#### [Prompt]
Please format the whole listing below as a numbered list, omitting any blank lines.

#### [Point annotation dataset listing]
-- Start --

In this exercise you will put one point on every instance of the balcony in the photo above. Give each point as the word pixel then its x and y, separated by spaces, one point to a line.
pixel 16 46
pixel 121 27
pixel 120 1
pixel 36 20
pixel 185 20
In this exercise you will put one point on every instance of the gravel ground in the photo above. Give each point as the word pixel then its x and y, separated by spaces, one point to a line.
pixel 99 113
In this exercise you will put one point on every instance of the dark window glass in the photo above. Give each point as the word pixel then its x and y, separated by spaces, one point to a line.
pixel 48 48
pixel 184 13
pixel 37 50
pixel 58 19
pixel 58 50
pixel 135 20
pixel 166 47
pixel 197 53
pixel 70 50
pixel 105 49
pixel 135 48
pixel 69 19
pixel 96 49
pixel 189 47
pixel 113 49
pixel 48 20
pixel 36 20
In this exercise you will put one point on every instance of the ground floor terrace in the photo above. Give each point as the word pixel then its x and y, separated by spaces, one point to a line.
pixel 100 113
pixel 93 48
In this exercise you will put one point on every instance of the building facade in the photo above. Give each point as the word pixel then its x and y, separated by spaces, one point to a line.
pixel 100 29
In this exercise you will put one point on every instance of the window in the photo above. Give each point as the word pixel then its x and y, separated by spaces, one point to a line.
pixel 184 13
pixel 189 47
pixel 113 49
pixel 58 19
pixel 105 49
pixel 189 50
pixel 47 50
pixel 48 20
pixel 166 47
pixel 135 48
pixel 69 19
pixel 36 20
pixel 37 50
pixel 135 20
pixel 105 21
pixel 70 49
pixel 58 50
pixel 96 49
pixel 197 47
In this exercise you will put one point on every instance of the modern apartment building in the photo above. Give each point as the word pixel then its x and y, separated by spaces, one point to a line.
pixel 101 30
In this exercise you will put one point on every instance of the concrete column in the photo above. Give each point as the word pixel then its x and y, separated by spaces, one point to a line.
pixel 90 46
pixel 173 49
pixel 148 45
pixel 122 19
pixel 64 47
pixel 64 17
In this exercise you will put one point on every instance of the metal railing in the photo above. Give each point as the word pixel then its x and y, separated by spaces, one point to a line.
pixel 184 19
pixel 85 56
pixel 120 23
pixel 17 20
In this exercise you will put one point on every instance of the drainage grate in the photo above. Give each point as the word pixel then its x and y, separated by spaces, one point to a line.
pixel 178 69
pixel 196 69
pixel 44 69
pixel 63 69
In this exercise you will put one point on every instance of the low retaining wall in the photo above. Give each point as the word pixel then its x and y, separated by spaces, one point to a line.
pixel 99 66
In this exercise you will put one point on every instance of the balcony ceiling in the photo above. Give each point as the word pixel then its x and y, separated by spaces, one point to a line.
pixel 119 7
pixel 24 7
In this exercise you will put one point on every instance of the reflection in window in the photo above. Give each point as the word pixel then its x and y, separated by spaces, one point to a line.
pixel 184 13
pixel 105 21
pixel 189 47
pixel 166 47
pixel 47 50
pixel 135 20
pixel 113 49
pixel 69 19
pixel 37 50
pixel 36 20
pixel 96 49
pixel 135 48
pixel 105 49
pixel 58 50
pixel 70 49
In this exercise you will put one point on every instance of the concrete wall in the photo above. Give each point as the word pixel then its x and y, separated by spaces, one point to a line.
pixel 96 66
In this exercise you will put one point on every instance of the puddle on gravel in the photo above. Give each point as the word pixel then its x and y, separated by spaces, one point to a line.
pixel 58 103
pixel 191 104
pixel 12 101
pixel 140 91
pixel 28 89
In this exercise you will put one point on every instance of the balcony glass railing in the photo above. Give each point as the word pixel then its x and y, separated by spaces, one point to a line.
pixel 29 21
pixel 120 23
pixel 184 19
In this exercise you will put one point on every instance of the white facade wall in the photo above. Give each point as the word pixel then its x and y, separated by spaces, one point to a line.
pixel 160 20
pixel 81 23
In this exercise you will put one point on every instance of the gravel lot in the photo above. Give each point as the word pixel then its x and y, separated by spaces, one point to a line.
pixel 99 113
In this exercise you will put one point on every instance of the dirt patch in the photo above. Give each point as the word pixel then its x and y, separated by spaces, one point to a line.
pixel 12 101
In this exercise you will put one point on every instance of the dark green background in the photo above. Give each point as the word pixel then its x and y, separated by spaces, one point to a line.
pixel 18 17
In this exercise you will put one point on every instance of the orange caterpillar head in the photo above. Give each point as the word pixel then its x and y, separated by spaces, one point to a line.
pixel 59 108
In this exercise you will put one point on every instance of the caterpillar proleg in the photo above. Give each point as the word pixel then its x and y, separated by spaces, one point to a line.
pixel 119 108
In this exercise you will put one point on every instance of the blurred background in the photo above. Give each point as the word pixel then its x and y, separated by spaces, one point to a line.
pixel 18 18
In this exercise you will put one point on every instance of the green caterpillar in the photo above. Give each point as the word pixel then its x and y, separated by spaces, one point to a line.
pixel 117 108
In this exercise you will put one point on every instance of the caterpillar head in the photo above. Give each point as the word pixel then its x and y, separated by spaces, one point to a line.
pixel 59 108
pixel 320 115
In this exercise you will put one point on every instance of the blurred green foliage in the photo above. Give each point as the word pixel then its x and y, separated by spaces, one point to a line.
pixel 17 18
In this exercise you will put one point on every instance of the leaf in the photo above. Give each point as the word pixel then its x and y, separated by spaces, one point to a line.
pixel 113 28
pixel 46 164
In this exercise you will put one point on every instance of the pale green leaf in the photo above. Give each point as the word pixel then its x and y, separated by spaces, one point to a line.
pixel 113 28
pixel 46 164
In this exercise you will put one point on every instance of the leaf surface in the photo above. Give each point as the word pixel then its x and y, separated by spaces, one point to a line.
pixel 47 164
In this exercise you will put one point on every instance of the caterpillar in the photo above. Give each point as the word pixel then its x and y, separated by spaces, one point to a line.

-- End --

#### [Solution]
1. In this exercise you will put one point on every instance of the balcony in the photo above. Give each point as the word pixel then its x and y, separated by spaces, one point to a line.
2. pixel 16 46
3. pixel 121 27
4. pixel 120 1
5. pixel 36 20
6. pixel 185 20
7. In this exercise you will put one point on every instance of the gravel ground in the photo above. Give each point as the word pixel then its x and y, separated by spaces, one point to a line.
8. pixel 99 113
9. In this exercise you will put one point on every instance of the dark window glass in the photo above. Give each point as the word pixel then its x and y, separated by spaces, one point to a line.
10. pixel 48 48
11. pixel 184 13
12. pixel 37 50
13. pixel 58 19
14. pixel 58 50
15. pixel 135 20
16. pixel 166 47
17. pixel 197 53
18. pixel 70 50
19. pixel 105 49
20. pixel 135 48
21. pixel 69 19
22. pixel 96 49
23. pixel 189 47
24. pixel 113 49
25. pixel 48 20
26. pixel 36 20
27. In this exercise you will put one point on every instance of the ground floor terrace in the photo above. Give each point as the word pixel then its x and y, separated by spaces, one point to a line.
28. pixel 100 113
29. pixel 93 48
30. In this exercise you will put one point on every instance of the building facade in the photo above. Give each point as the word pixel then its x and y, separated by spaces, one point to a line.
31. pixel 100 29
32. In this exercise you will put one point on every instance of the window in the photo above. Give each point as the word pixel then its x and y, separated by spaces, one point to a line.
33. pixel 184 13
34. pixel 189 47
35. pixel 113 49
36. pixel 58 19
37. pixel 105 49
38. pixel 189 50
39. pixel 47 50
40. pixel 48 20
41. pixel 166 47
42. pixel 135 48
43. pixel 69 19
44. pixel 36 20
45. pixel 37 50
46. pixel 135 20
47. pixel 105 21
48. pixel 70 49
49. pixel 58 50
50. pixel 96 49
51. pixel 197 47
52. In this exercise you will put one point on every instance of the modern apartment building in the photo above. Give each point as the word pixel then its x and y, separated by spaces, one point to a line.
53. pixel 101 30
54. In this exercise you will put one point on every instance of the concrete column in the photo above. Give each point as the word pixel then its x and y, separated by spaces, one point to a line.
55. pixel 90 46
56. pixel 173 49
57. pixel 148 45
58. pixel 122 19
59. pixel 64 47
60. pixel 64 17
61. In this exercise you will put one point on every instance of the metal railing in the photo above. Give each point as the word pixel then its x and y, separated by spaces, one point to a line.
62. pixel 184 19
63. pixel 85 56
64. pixel 120 23
65. pixel 17 20
66. In this exercise you will put one point on every instance of the drainage grate in the photo above. Give each point as the word pixel then its x and y, separated by spaces, one point to a line.
67. pixel 178 69
68. pixel 196 69
69. pixel 44 69
70. pixel 63 69
71. In this exercise you will put one point on every instance of the low retaining wall in the photo above. Give each point as the word pixel then its x and y, separated by spaces, one point to a line.
72. pixel 99 66
73. In this exercise you will put one point on every instance of the balcony ceiling in the photo above. Give each point as the word pixel then its x and y, separated by spaces, one point to a line.
74. pixel 119 7
75. pixel 24 7
76. In this exercise you will put one point on every instance of the reflection in window in the photo above. Give each point as the word pixel then its x and y, separated by spaces, one point to a line.
77. pixel 184 13
78. pixel 105 21
79. pixel 189 47
80. pixel 166 47
81. pixel 47 50
82. pixel 135 20
83. pixel 113 49
84. pixel 69 19
85. pixel 37 50
86. pixel 36 20
87. pixel 96 49
88. pixel 135 48
89. pixel 105 49
90. pixel 58 50
91. pixel 70 49
92. In this exercise you will put one point on every instance of the concrete wall in the photo above. Give each point as the word pixel then its x and y, separated by spaces, one point to a line.
93. pixel 96 66
94. In this exercise you will put one point on every instance of the puddle on gravel in the photo above. Give each point as the word pixel then its x and y, separated by spaces, one point to a line.
95. pixel 58 103
96. pixel 191 104
97. pixel 12 101
98. pixel 140 91
99. pixel 28 89
100. In this exercise you will put one point on every instance of the balcony glass railing in the photo above. Give each point as the word pixel then its x and y, separated by spaces, one point to a line.
101. pixel 29 21
102. pixel 120 23
103. pixel 184 19
104. In this exercise you will put one point on every instance of the white facade wall in the photo above. Give each point as the word pixel then its x and y, separated by spaces, one point to a line.
105. pixel 160 20
106. pixel 81 23
107. In this exercise you will put one point on every instance of the gravel lot in the photo above. Give each point as the word pixel then its x and y, separated by spaces, one point to a line.
108. pixel 99 113
109. In this exercise you will put one point on every instance of the dirt patch in the photo above. Give each point as the word pixel then its x and y, separated by spaces, one point to a line.
110. pixel 12 101
111. In this exercise you will put one point on every instance of the dark green background in the photo above. Give each point as the word pixel then its x and y, separated by spaces, one point to a line.
112. pixel 18 17
113. In this exercise you will put one point on every instance of the orange caterpillar head in the photo above. Give each point as the word pixel then its x and y, separated by spaces, one point to a line.
114. pixel 59 108
115. In this exercise you will put one point on every instance of the caterpillar proleg in the photo above. Give each point as the word pixel then its x and y, separated by spaces, one point to a line.
116. pixel 119 108
117. In this exercise you will put one point on every instance of the blurred background in the photo above. Give each point as the word pixel then its x and y, separated by spaces, one point to a line.
118. pixel 18 18
119. In this exercise you will put one point on every instance of the green caterpillar in the photo above. Give each point as the word pixel then its x and y, separated by spaces, one point to a line.
120. pixel 117 108
121. In this exercise you will put one point on every instance of the caterpillar head in the photo above. Give each point as the word pixel then its x and y, separated by spaces, one point to a line.
122. pixel 59 108
123. pixel 320 115
124. In this exercise you will put one point on every instance of the blurred green foliage in the photo above. Give each point as the word pixel then its x and y, separated by spaces, one point to a line.
125. pixel 17 18
126. In this exercise you will put one point on every instance of the leaf in the photo above. Give each point as the word pixel then its x and y, separated by spaces, one point to a line.
127. pixel 113 28
128. pixel 46 164
129. In this exercise you will put one point on every instance of the pale green leaf in the photo above. Give each point as the word pixel then its x and y, separated by spaces, one point to a line.
130. pixel 113 28
131. pixel 46 164
132. In this exercise you will put one point on every instance of the leaf surface in the photo above. Give each point as the word pixel then its x and y, separated by spaces, one point to a line.
133. pixel 47 164
134. In this exercise you will put one point on every instance of the caterpillar in the photo above. Give each point as the word pixel then its x and y, separated by spaces, one point to a line.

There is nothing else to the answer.